• **WORK ORDER**: Below are the entries. Transcribe exactly the lines from the one with "Where can the snowy" through the one with "Where can the blue", ends included, and leave out all others.

Point-per-instance localization data
────────────────────────────────────────

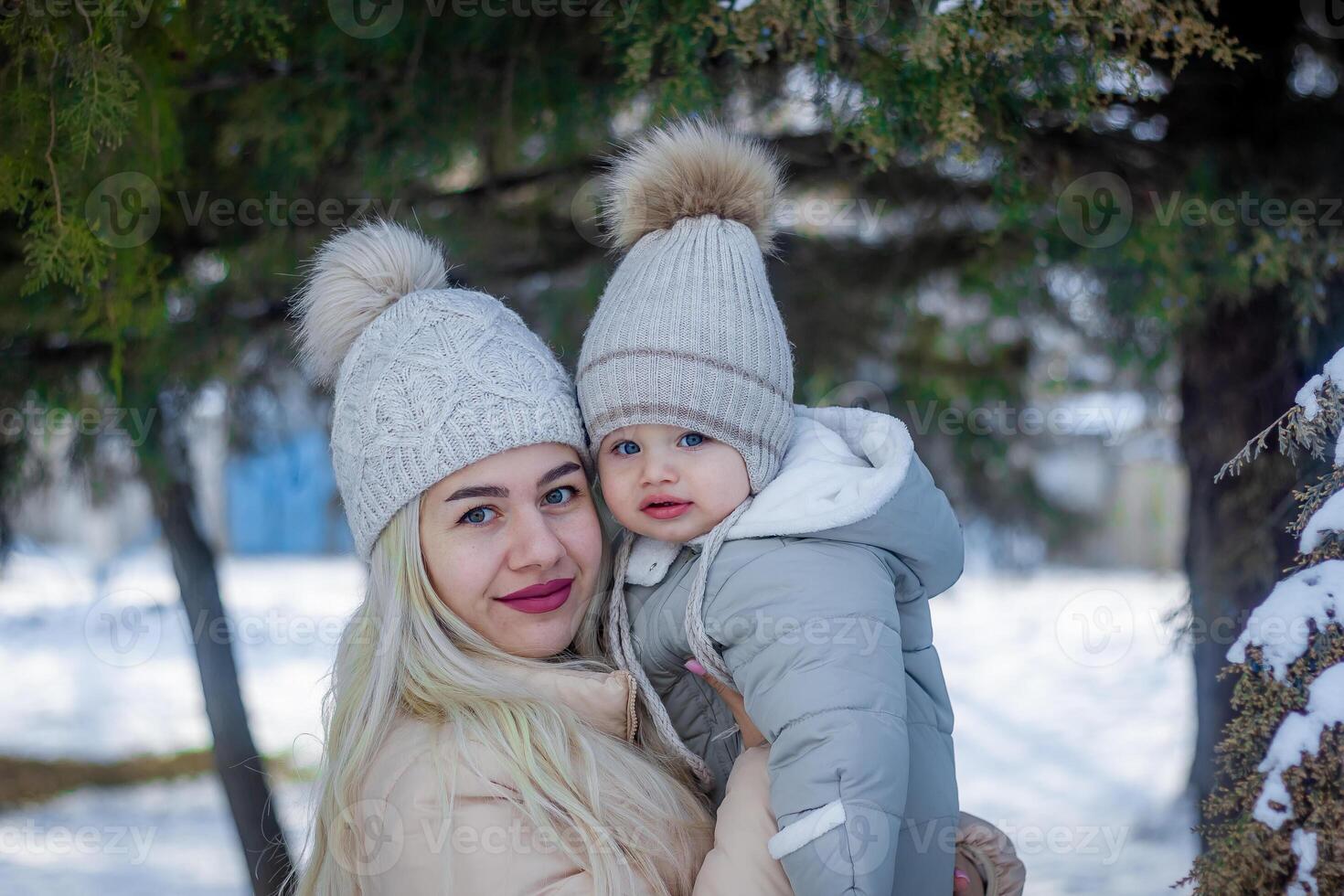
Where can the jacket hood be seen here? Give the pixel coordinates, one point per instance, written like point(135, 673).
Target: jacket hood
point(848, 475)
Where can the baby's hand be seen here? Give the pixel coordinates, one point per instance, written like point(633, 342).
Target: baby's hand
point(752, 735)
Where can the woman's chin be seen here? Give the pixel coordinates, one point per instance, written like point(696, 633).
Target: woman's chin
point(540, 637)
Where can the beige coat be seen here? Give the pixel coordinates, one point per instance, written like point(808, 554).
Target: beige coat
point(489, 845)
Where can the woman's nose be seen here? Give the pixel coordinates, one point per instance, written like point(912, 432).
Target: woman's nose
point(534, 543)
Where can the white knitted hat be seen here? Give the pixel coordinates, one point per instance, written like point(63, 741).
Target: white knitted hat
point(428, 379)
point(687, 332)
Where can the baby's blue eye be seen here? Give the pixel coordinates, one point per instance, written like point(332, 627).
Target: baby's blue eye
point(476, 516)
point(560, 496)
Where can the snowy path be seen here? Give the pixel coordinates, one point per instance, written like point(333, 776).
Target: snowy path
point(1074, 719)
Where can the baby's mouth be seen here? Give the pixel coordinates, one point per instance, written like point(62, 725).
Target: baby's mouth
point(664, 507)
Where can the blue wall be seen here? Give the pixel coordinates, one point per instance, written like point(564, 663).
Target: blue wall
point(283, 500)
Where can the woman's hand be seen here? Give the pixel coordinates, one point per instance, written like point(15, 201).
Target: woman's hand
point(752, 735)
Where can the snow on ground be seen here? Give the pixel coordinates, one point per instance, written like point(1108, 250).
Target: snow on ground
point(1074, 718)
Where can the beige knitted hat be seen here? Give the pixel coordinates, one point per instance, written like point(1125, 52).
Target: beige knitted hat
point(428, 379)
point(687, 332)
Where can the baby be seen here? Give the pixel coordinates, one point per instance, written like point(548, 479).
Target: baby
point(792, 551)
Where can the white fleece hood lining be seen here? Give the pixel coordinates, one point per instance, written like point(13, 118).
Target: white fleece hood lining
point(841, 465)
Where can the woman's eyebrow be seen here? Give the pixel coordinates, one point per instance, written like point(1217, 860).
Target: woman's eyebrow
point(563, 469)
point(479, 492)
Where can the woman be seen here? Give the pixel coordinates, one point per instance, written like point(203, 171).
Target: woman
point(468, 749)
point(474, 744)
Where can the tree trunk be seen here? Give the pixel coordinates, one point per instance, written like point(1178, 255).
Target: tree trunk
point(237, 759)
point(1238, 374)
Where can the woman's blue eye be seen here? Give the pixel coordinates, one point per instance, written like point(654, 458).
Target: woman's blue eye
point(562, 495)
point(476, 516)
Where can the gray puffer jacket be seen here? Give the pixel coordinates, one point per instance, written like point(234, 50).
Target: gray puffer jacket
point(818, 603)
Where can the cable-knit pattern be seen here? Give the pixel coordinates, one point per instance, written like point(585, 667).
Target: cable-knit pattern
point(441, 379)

────────────────────────────────────────

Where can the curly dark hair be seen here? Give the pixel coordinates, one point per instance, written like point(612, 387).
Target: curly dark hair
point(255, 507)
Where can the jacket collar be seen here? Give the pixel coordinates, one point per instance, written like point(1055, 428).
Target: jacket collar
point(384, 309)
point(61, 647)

────────────────────────────────────────

• **TASK OUTPUT**:
Where can the snowy path be seen here? Give the pixel coordinates, one point per instance, written like point(333, 776).
Target: snowy path
point(1074, 719)
Where can the baby's mouth be seen here? Give the pixel coordinates, one point per instance, written like point(62, 725).
Target: baby's mouth
point(664, 507)
Where can the blue wall be seen here? Give the pixel coordinates, one point per instance, written like point(564, 663).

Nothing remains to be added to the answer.